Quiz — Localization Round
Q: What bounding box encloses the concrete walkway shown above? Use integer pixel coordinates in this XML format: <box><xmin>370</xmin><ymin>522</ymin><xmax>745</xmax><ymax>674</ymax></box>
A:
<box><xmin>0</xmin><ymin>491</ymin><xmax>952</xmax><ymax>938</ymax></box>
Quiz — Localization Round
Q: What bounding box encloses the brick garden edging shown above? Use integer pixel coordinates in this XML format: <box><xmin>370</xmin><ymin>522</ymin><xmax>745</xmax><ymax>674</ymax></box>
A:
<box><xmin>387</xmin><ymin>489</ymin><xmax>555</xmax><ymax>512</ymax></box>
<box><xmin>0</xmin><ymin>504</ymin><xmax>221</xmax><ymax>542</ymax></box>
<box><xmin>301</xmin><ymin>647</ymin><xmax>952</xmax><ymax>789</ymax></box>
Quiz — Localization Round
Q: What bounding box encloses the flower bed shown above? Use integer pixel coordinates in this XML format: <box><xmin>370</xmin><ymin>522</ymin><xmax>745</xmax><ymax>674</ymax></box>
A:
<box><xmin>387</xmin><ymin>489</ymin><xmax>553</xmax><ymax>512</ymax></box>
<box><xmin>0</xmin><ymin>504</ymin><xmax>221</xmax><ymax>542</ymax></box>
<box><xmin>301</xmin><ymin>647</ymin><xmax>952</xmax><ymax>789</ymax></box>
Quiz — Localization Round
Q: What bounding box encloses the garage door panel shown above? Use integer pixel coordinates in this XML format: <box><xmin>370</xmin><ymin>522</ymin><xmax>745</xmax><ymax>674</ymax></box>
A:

◆ **ЗАДАНИЕ**
Выпишите из приведенных выше данных все строки, в которых встречается слово «above».

◆ **РЕШЕНИЕ ЗАДАНИЯ**
Q: What bounding box encloses the concrete walkway shown above? Use integer pixel coordinates in this XML format: <box><xmin>370</xmin><ymin>522</ymin><xmax>745</xmax><ymax>674</ymax></box>
Q: What bounding box encloses the brick garden edging shown above? Use integer pixel coordinates in this XML format: <box><xmin>370</xmin><ymin>522</ymin><xmax>745</xmax><ymax>674</ymax></box>
Q: What bounding box encloses the flower bed shown above? Use integer pixel coordinates in this XML format: <box><xmin>370</xmin><ymin>522</ymin><xmax>745</xmax><ymax>674</ymax></box>
Q: What bounding box encloses the garage door panel shown above? Use integer pixel coordinates in this XML format: <box><xmin>370</xmin><ymin>522</ymin><xmax>745</xmax><ymax>674</ymax></box>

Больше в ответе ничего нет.